Extract below:
In regards to her mental side effects of the steroids - some quick background in case I did not include it before. Mom has had three previous breaks with reality. These are a well documented side effect of this family of medication, and occurs in females more than males. Anti-anxiety medication or anti-psychotic mediation can help with this. One of the problems is that Mom's work in mental health facilities has predisposed her to view anti-psychotic medication as very "heavy duty stuff" that has dangerous effects and side effects.
In her previous episodes, they all occurred after her steroid dosage had been significantly increased (7.5 to 40), with the first episode occurring ~3 days after the increase. Each episode presented as a sudden personality change upon waking from sleep.
This is significant because we are about 36 hours into a massive dosage increase (10 to 120, now at 80). She has had numerous minor verbal slips, such as thinking the dogs are here in the hospital, that wine is in the room somewhere, or that she is in San Diego. These can be midly amusing now, but I'm concerned that they may be indicative of bigger issues over the short-term horizon.
End of Extract.
Listed records below:
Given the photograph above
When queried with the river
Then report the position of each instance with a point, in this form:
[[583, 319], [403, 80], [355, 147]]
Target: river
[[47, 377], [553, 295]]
End of Listed records.
-- Task goal --
Answer these questions from the text about steroid side effects:
1. In which sex does this side effect occur more often?
2. In the earlier episodes, from what dose to what dose was the steroid raised?
3. Where does Mom wrongly think she is?

-- Task solution --
1. Females.
2. From 7.5 to 40.
3. San Diego.